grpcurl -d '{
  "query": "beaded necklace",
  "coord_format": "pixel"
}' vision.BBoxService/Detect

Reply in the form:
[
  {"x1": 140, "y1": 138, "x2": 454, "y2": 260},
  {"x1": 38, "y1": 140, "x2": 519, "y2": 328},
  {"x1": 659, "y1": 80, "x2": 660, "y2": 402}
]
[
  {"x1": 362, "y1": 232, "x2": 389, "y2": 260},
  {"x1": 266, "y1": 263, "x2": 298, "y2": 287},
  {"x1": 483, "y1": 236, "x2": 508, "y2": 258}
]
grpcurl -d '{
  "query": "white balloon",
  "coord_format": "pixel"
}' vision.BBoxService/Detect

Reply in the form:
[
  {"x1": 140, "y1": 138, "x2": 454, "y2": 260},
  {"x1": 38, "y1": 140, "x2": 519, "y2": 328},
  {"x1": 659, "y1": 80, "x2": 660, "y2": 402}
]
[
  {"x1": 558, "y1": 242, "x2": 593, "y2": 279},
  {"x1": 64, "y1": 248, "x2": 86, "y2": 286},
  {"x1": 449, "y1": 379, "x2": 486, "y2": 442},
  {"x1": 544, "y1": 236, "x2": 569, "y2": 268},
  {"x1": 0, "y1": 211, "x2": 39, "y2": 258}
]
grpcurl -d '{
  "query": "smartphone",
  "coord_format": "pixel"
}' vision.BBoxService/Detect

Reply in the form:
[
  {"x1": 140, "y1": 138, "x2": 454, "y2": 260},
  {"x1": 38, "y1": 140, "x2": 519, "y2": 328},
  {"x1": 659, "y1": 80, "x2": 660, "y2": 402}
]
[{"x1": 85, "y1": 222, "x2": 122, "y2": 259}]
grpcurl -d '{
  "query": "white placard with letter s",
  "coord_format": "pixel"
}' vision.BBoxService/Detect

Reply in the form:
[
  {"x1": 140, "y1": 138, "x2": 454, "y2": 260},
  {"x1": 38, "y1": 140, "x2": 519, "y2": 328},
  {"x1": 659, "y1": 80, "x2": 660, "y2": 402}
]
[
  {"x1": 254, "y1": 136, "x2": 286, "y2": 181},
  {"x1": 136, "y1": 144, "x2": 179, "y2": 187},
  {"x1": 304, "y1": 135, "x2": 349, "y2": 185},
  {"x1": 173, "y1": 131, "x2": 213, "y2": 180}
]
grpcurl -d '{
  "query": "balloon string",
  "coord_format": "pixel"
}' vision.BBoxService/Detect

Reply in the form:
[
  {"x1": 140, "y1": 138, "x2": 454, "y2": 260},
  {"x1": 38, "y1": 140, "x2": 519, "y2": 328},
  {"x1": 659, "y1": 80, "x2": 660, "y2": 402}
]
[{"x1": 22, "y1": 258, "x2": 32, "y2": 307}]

* [WORK ITEM]:
Lines in the data that hold "balloon" must be located and copied.

* [EXERCISE SOLUTION]:
  "query": "white balloon",
  "query": "balloon string",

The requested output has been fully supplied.